---------- Selected excerpt

Again, I recognize it kinda is a line of like libertarianism versus anarchism here, but that’s kinda why like, the Ron Paul think appealed to me over the years right, is because you’ve got this guy who is just sticking to these principles, he’s saying the exact same thing year, after year, after year to completely deaf ears you know, 30 years ago, and to this massive following in present time. And maybe it’s just because things are getting so bad, but in the last 30 years there have definitely been a number of times that the economic bottom has come out quite a bit – I mean, the end of the 90s, for example.

So I mean there have been other times where that should’ve taken shape and it never really did, and all of a sudden it has this now. So I guess what I’m saying is is that there’s this slow and steady process that maybe there is this way to reach people to actually get that anarcho-capitalist[?] message out there a little bit more effectively. But I think generally speaking, most of these groups, they preach to themselves, right?

I mean, that’s your general audiences, to find other people who share that similar belief – and that’s all fine and good, it makes for a fun conversation, but it doesn’t actually help to change anything because you’re just convincing somebody who already believes what you believe. So as I always say, like, take your message to the spiritual educated hippy on the street who completely disagrees with you find any common grounds to get your message across to them, and well now you start changing minds of people.

Tom: And I think what you said – the most important thing about what you said right there is finding the common ground because I think one of the low percentage success rate strategies people use is they collect up a bunch of facts and then they just throw them at people, maybe insultingly. My argument’s going to be your argument and –

Kevin: Right. It’s not –

Tom: And then if you change your mind, no matter what two human beings there are, if you somehow get the connection that you know what, we’re talking about something that we’re both interested in and we are interested in solving something together then it’s just a whole different ball game. But it’s a very difficult way to communicate, even if you’d learn some of the tricks yourself, most people don’t want to communicate that way and it usually turns adversarial pretty quickly and then it’s difficult. But yes, I kinda do believe that just by putting the ideas out there, even if you can’t break through on one day, then you know, you might leave a little bit of something in there for someone to think about.

--------------------
---------- Dataset extract

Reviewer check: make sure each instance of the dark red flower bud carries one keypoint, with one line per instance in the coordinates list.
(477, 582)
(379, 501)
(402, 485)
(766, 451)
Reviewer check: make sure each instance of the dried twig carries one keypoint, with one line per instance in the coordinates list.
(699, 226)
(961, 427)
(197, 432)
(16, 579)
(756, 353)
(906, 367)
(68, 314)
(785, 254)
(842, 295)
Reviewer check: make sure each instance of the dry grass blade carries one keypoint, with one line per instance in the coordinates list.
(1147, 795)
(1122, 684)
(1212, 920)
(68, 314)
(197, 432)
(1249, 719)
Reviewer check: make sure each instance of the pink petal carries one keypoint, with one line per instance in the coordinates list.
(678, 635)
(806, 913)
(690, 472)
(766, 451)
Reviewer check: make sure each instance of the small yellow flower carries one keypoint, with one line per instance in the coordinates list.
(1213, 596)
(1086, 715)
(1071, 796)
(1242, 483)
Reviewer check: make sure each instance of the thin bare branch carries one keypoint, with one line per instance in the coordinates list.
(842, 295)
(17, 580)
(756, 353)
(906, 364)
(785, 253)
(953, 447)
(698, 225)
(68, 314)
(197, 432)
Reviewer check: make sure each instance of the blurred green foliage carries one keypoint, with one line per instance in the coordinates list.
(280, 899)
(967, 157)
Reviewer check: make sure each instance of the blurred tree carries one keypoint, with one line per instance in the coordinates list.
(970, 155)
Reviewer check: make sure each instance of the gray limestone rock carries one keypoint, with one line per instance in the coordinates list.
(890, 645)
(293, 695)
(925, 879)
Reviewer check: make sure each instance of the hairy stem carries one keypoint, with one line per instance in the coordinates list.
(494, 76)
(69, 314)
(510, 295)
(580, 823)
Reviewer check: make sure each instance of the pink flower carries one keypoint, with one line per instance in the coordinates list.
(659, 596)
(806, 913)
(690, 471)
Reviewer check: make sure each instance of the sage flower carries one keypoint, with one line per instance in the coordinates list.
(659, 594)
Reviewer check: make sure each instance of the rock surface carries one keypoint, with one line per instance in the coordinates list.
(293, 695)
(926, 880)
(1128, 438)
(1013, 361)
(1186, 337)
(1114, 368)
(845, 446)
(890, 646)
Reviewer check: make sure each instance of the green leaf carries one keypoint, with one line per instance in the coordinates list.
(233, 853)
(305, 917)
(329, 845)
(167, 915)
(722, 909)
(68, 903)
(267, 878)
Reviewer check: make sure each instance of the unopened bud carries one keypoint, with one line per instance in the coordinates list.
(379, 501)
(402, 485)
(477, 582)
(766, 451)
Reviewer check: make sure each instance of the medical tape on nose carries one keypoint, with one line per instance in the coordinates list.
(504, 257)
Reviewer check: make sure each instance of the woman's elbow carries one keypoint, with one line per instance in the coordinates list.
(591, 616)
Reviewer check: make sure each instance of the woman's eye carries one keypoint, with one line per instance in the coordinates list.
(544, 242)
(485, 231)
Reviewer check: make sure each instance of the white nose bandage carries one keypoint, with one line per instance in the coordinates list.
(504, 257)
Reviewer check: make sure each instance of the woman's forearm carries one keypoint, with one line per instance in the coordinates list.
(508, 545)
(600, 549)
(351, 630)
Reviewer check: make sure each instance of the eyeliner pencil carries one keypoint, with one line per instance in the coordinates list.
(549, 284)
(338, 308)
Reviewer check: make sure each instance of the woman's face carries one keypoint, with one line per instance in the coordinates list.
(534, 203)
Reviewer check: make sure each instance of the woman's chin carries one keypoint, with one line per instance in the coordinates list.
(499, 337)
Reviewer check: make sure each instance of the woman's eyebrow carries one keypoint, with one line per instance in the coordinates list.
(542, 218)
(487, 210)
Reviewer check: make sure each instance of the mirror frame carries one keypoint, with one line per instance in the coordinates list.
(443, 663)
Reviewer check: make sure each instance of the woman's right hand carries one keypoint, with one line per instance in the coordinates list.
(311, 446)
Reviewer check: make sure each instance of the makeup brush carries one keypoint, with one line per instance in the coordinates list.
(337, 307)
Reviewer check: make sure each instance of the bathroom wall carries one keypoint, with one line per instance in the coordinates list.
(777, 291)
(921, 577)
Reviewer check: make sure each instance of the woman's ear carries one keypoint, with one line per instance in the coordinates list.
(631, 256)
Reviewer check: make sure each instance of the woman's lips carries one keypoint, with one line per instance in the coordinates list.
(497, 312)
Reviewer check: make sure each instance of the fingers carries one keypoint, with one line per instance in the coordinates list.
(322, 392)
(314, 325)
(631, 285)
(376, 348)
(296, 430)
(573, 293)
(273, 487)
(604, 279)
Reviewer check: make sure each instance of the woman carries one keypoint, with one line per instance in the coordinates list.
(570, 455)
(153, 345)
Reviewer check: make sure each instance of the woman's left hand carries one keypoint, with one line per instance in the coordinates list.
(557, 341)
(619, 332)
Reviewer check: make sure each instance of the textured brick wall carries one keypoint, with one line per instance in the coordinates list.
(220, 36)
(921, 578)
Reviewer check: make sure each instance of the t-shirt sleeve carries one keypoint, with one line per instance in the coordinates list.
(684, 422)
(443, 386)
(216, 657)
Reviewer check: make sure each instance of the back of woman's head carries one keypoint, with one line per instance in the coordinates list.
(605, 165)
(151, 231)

--------------------

* Required work:
Please continue the conversation about reaching people with libertarian and anarcho-capitalist ideas, starting right after its final line.

* Reply to the task:
Kevin: Well then if I come full circle with it then – going back to the Rand Paul speech – Rand Paul was not at the pulpit saying, “I don’t think we should have drums.” He’s not at the pulpit saying, “I don’t think we should have war.” He’s not at the pulpit saying, “I don’t think that we should be invading these countries.” He’s saying, “Can we at least agree that in the United States of America, you shouldn’t have a machine controlled by the president who can kill an American on American soil who poses no threat while he’s sitting at a coffee shop.” That was actually his little analogy that he brought up many times, that they guy is just sitting at the coffee shop – can we agree that that guy shouldn’t be able to get killed out of the sky, he has to have the same due process as anybody else would, and that’s unfortunate you have to get that granular, but I guess the point is why I brought up the whole straw poll thing is that it seemed to be something that both sides of the far isle at least in my sub groups of friends, they seem to be able to say, “OK, we can agree on that”.

But that’s kind of a joke for the negotiation. We’ve established at least some level of logic where we agree, that should be wrong.

Tom: That’s very important, yeah.

Jad: Well except that it’s going to happen in a couple weeks and then it’s going to happen all the time, and then we’ll be on the next thing. Can’t we at least agree that we shouldn’t incinerate thousands of people all at once with drone strikes or whatever because we had the same conversation in 2004 with – can’t we at least agree that there should be some means that the NSA should have to go through before an American phone gets tapped.

Kevin: Right.

Jad: And everyone on both sides of the isles is like, yes, you know, “that is a sovereign, sacred privilege of the American people to have some due process before their phone is tapped and now everyone’s phone is tapped all the time and that’s common knowledge.

Kevin: Right.

Jad: And my point is again, so if you – when you phrase the question just like you did, can’t we at least agree that – I mean, the answer to that question starting 250 years ago would be no at 100%.

Kevin: Right.

Jad: Right? Then it would be around like, maybe 1980 there would be like, 1% of people were like, well if they’re you know, the weatherman or something, we should blow them up. And now it’s like 50/50, right? So the tactic of engaging in a conversation within the structure that says yes, they absolutely have the ability to murder people, that is totally the case – we’re not arguing with that. He absolutely has the ability to murder people who are guilty in the United States without a trial – that’s totally cool. Is he allowed to murder people who are innocent in the United States without a trial?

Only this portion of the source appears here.